### [Task objective]
In the copy of the lines below, leave out pictures and print everything else exactly.

┌─ Input records

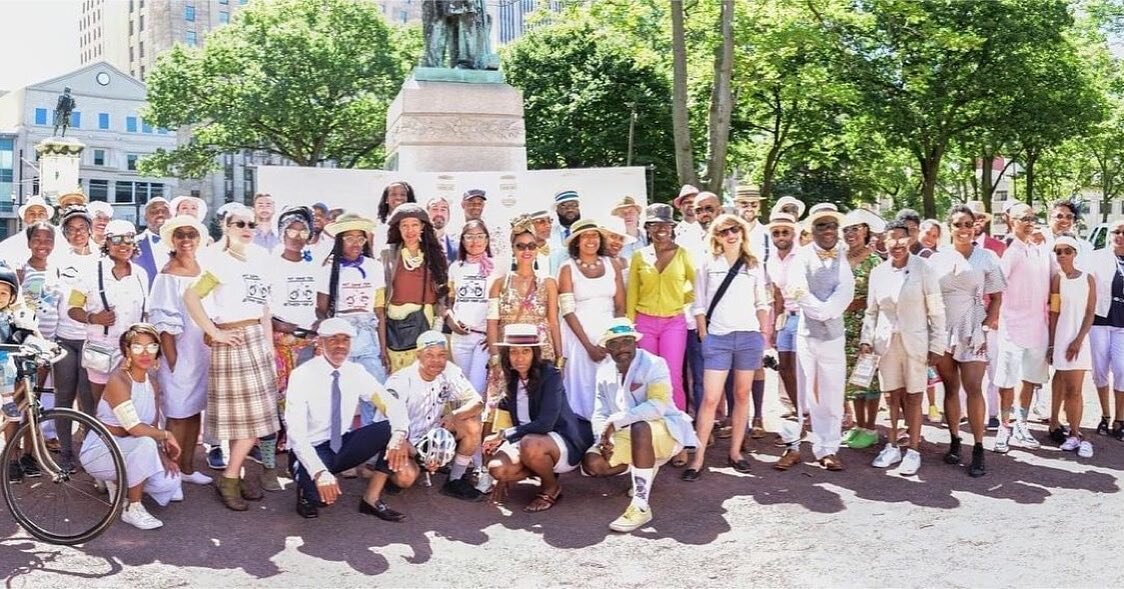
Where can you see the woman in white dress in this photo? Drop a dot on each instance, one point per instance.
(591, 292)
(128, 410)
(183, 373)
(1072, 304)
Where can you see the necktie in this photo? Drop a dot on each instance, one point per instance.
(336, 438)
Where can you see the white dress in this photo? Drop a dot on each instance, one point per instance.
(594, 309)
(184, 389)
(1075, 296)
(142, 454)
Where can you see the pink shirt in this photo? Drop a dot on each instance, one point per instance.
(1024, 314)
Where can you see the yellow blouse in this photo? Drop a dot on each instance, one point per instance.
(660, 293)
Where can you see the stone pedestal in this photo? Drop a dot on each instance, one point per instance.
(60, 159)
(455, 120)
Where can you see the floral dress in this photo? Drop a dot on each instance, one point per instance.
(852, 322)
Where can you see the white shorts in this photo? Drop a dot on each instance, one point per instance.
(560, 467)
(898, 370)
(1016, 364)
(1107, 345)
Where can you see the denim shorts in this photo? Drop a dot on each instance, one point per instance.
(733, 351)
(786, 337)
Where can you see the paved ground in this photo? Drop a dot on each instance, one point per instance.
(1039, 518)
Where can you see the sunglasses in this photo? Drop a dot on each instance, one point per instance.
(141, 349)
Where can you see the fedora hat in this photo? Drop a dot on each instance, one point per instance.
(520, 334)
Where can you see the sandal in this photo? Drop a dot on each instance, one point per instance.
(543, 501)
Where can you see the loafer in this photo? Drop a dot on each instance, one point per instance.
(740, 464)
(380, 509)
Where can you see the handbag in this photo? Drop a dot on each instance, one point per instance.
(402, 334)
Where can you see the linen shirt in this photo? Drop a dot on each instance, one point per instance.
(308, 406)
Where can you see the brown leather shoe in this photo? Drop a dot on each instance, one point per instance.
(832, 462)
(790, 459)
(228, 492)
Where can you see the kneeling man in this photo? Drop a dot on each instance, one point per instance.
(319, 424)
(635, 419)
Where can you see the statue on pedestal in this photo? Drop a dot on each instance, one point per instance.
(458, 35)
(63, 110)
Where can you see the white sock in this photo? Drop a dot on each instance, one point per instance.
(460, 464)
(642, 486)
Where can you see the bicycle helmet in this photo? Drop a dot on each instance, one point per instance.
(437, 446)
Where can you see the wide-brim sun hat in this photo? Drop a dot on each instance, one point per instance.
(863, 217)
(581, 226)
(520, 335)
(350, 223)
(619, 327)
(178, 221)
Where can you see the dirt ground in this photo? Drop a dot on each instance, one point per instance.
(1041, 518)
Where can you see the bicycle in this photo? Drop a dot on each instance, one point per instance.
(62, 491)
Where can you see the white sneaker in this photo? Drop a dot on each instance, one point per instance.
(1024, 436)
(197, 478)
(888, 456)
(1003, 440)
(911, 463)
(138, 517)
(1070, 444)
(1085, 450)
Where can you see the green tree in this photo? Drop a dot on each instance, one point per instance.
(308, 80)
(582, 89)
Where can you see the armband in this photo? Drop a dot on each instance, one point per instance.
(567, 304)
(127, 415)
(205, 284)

└─

### [Response to the exercise]
Where can you see the woman in white dress in this photo? Drop a dot on each instance, one point per instance.
(591, 292)
(128, 410)
(183, 373)
(1072, 304)
Where can you see the necktie in this photo? Drop a dot on each instance, one point per instance.
(336, 438)
Where can you see the white dress in this photo? Drop a dot on each instance, one point per instance.
(594, 309)
(184, 389)
(1075, 296)
(142, 454)
Where can you see the pink shirt in this photo? Drop a dot on each instance, one point per instance.
(1024, 314)
Where can you see the yellow blouse in this photo? Drop a dot on each instance, one point per instance.
(660, 293)
Where can you see the stone pedestal in this photo? Drop a dot on each instance, one point per instance.
(60, 159)
(455, 120)
Where can you see the floral dress in this photo? Drop a dot on each instance, one point per instance.
(852, 322)
Where can you see the white shorts in this photo? Drop a dot on each instance, one point per instance.
(560, 467)
(898, 370)
(1016, 364)
(1107, 345)
Where can you see the denim shorts in this photo? Drop a dot on each instance, one point per instance.
(733, 351)
(786, 337)
Where can you see the paved ground in this photo? Drop a dot on each instance, one point per instance.
(1039, 518)
Where can you see the sunglasses in this photo? Drop a dot on each instance, one point per instance.
(141, 349)
Where can you see the fedora hat in this photo? Drop a dot on each instance, one point per instance.
(520, 334)
Where can you see the sandal in this photo? Drop a dot on each instance, one point per instance.
(543, 501)
Where can you see the loafer in this photo? Drop a dot on each instance, one point per instance.
(740, 464)
(380, 509)
Where can you see the handbag in this photo? Drop a dot on each instance, one point per instance.
(402, 334)
Where can you see the linen shirt in this photo? Drop a dot on each instance, one point per instance.
(308, 406)
Where can you see the brown leather shoe in this photo? Drop a dot on each instance, one point per instance.
(832, 462)
(790, 459)
(228, 492)
Where can you see the kneeling man in this photo? Drop a dot on each instance, one point per instance.
(319, 424)
(635, 419)
Where can you see the statue on pedestal in this photo? Drop a dot on each instance, one point per instance.
(458, 35)
(63, 110)
Where can you see the white sock in this photo? Drop a dot on each instance, one point per instance.
(460, 464)
(642, 486)
Where can you see the bicycle helmet in this photo? Drop a dot on each instance, one point per instance.
(437, 446)
Where can you see the wide-brim sun hat in this photo? Drop a dot on each instance, one point per instance.
(863, 217)
(581, 226)
(520, 335)
(350, 223)
(619, 327)
(178, 221)
Where can you see the dirt ground in this photo? Drop a dot on each instance, one point per instance.
(1041, 518)
Where can you see the bicycle in this photo? Drop a dot on each instance, one point per instance.
(62, 491)
Where can you see the white sneaker in this photo? Drop a dot on each instance, one point per instance.
(1024, 436)
(197, 478)
(888, 456)
(1003, 440)
(911, 463)
(138, 517)
(1070, 444)
(1085, 450)
Where can you see the green tree in this photo? Drop a dot on each instance, one point per instance.
(308, 80)
(582, 89)
Where can you see the armband in this photo? Drop a dot on each instance, one point per instance.
(567, 304)
(127, 415)
(205, 284)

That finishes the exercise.